Assigned task
Copy all of the records word for word.

Data
↓↓↓

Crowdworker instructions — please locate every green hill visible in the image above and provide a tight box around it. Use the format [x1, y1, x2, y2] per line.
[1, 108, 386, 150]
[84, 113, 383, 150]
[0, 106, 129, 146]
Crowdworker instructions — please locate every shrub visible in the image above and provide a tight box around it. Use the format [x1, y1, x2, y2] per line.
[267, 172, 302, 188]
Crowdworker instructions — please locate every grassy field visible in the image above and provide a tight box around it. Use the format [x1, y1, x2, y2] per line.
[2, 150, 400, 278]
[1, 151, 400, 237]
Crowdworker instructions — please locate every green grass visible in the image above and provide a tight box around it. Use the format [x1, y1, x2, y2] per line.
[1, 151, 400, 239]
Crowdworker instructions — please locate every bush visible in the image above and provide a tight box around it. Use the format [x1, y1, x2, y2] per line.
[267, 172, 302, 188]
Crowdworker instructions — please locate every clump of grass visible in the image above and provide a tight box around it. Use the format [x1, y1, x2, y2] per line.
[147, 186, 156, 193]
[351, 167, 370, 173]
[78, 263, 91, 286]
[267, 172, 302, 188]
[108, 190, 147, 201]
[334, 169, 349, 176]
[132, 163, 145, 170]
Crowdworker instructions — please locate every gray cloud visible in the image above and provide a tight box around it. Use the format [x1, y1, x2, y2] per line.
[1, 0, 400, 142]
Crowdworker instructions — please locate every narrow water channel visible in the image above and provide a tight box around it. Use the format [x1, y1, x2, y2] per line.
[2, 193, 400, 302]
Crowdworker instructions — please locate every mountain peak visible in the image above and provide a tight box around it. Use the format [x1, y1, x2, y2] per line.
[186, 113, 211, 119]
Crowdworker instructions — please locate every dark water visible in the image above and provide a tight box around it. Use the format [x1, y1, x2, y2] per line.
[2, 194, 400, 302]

↑↑↑

Response area
Crowdworker instructions — please locate every green hill visible in the image above and provide a tight box around it. Use the format [x1, y1, x2, y2] per line.
[1, 108, 386, 150]
[84, 113, 383, 150]
[0, 106, 129, 146]
Crowdworker instructions — please locate every shrub visible in the image above and provide a tight box around it. Use the format [x1, y1, x2, y2] per line.
[267, 172, 302, 188]
Crowdworker instructions — please locate every grassy field visible in the image above and provide a tight box around it. Use the format [x1, y1, x2, y2] per line.
[2, 150, 400, 278]
[1, 151, 400, 237]
Crowdworker instructions — please locate every green grass visible in the image above and provide a tight box around it. Use the format [x1, y1, x2, y2] per line.
[1, 151, 400, 239]
Crowdworker instructions — please locate every bush visible in the image above and provide a tight box around it. Use the format [x1, y1, x2, y2] per line.
[267, 172, 302, 188]
Crowdworker instructions — please locate every clump of grass visible in the image above and provide a tight box around it. Use the format [x1, y1, x2, y2] per line.
[147, 186, 156, 193]
[351, 167, 370, 173]
[78, 263, 91, 286]
[267, 172, 302, 188]
[108, 190, 147, 201]
[334, 169, 349, 176]
[132, 163, 145, 170]
Crowdworker instructions — please locate every gray cloud visible in the image above and provide a tight box around it. Use the format [x1, y1, x2, y2] per line.
[1, 0, 400, 142]
Crowdworker instructions — please locate every narrow water channel visible in the image above and provide a tight box around it. Use the format [x1, y1, x2, y2] per line.
[2, 193, 400, 302]
Crowdworker instructions — please locate every mountain peak visible in the image above and provide a tight box around it. Use the format [x1, y1, x2, y2] per line.
[186, 113, 211, 119]
Crowdworker instructions — please locate every dark water visible in the image above and provide a tight box around it. Use the format [x1, y1, x2, y2] per line.
[2, 194, 400, 302]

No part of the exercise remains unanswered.